◆ ARTICLE:
........

# no animals were harmed in the filming



## kf_tree (Jan 11, 2006)

i hope this doesn't offend anyone.........    http://www.break.com/movies/luckybuck.html


----------



## skwerl (Jan 11, 2006)

Ken, I figured you were a better shot than that.


----------



## spacemule (Jan 11, 2006)

That idiot needs his hunting liscense revoked.


----------



## NYCHA FORESTER (Jan 11, 2006)

That person should not be allowed to have a gun


----------



## Marky Mark (Jan 11, 2006)

That dope should of pulled his thrid shot a foot to the right and he would of connected.


----------



## Chopwood (Jan 11, 2006)

What kind of retard misses three low to the left.


----------



## jp hallman (Jan 12, 2006)

rahtreelimbs?


----------



## BlueRidgeMark (Jan 12, 2006)

Lousy shot and a VERY stupid buck!


----------



## ASD (Jan 12, 2006)

give him a brake he was trying to scare the dear away not harm it


----------



## kf_tree (Jan 13, 2006)

i should invite him to my house for a canned hunt, he would probably still miss. there are 6 in the pic.


----------



## JJackson (Jan 13, 2006)

He's the guy that when you ask if he sighted in his rifle he says yes it was bore sighted at the dealer.


----------



## Madsaw (Jan 13, 2006)

I hope nobody takes offense to this. But, the guy was left handed. He was just jerking the trigger that hard. Cold temps and stubornen thick grease in a trigger will cause nothing short of trying to move a cement block with your finger. Probally a new rifle never properly cleaned, and a shooter not used to it.
Later
Bob


----------



## Vman (Jan 18, 2006)

........

◆ INFORMATION SHOWN:
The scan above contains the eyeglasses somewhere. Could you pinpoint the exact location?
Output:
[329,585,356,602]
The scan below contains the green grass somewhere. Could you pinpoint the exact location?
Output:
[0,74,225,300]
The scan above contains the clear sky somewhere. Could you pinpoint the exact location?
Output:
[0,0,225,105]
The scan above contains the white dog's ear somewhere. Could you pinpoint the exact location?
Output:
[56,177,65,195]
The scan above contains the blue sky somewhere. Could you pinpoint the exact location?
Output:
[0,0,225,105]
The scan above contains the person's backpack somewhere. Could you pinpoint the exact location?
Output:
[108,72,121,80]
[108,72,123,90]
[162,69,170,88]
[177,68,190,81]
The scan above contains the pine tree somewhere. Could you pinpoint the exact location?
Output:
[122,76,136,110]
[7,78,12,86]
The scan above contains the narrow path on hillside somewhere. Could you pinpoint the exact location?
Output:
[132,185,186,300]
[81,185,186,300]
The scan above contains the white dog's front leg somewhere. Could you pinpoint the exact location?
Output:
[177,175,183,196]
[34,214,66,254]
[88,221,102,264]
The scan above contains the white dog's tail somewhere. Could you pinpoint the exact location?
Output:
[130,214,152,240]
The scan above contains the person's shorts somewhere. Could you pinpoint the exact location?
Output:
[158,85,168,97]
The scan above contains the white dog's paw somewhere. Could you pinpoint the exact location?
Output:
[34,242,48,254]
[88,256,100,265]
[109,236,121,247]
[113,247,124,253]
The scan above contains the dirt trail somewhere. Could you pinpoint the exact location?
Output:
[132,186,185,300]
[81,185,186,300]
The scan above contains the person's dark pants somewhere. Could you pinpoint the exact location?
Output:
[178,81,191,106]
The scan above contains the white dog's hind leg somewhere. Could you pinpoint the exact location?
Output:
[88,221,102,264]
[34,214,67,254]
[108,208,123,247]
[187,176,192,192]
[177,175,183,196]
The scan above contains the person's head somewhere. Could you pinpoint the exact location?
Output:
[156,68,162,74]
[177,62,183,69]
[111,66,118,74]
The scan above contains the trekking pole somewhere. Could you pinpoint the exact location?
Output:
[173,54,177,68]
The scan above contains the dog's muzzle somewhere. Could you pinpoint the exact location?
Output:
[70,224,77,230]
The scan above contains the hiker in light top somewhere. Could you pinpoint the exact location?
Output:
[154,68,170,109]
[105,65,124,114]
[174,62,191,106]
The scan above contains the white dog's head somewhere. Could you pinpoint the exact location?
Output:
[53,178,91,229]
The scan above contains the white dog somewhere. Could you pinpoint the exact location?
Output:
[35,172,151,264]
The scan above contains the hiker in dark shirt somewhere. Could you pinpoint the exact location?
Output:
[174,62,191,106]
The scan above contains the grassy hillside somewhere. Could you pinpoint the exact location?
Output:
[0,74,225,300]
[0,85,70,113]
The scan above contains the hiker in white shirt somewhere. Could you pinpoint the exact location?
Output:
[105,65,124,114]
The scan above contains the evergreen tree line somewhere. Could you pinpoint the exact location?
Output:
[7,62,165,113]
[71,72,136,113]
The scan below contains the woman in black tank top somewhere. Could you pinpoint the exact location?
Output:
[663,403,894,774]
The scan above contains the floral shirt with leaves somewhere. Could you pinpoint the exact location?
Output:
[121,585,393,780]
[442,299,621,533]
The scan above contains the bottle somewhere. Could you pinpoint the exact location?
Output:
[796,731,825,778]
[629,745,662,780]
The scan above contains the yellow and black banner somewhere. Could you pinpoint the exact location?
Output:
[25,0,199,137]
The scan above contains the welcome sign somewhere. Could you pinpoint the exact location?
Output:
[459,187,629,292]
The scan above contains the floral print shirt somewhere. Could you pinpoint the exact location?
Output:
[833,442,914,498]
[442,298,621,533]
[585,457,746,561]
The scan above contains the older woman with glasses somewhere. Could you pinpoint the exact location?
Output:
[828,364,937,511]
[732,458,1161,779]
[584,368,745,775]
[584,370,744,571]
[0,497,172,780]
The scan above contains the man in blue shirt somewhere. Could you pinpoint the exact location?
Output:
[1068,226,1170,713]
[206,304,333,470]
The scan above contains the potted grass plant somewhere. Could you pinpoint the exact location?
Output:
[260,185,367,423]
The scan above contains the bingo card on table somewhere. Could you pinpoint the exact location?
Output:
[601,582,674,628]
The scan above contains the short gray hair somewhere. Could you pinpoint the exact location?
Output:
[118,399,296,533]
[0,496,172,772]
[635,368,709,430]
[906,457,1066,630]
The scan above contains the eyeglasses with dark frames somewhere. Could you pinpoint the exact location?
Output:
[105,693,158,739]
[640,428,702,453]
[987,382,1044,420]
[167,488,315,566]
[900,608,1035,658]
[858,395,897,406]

........

◆ WORK TO COMPLETE:
1: Answer these questions about the thread about the missed buck:
(a) Where does Chopwood say the three shots went?
(b) Which hand does Madsaw say the shooter used?
(c) In JJackson's post, where was the rifle bore sighted?
2: Pick up the thread about the missed buck where it stops and carry it on.
The records play no part in the tasks.

◆ RESPONSES TO THE TASKS:
1:
(a) Low to the left.
(b) His left hand.
(c) At the dealer.

2:
he is the weekend warrior who does not know that bumping his scope will knock it off zero...either fell with the gun, climbing into his tree stand, or a serious case of buck-fever...or just a dope!


----------



## BlueRidgeMark (Jan 18, 2006)

If he needs a scope at that range, he's a dope!


----------



## ned coed (Jan 26, 2006)

*miss fit*

may be he,s taking squint dope


----------



## RaisedByWolves (Jan 26, 2006)

*"short of trying to move a cement block "*

He would have been better off throwing a cement block......


----------



## smcowboy1974 (Jan 27, 2006)

*Clint Eastwood would have been ashamed*

He sure isn't Clint Eastwood's son. Or was he just thinking Dance Mother Dance!????


----------



## TRUSSMAN (Jan 27, 2006)

He is probably not a bad shot, when shooting at paper targets, just got excited and jerked the trigger.
Jeff


----------



## balaban9331 (Feb 4, 2006)

on three shots with the buck just standing there he could have watched the dust from his last shot and adjust accordingly.


----------



## pbtree (Feb 9, 2006)

maybe Simon ported it and sighted it in for him?


----------



## BlueRidgeMark (Feb 9, 2006)

No, the gun fired, which proves it exists.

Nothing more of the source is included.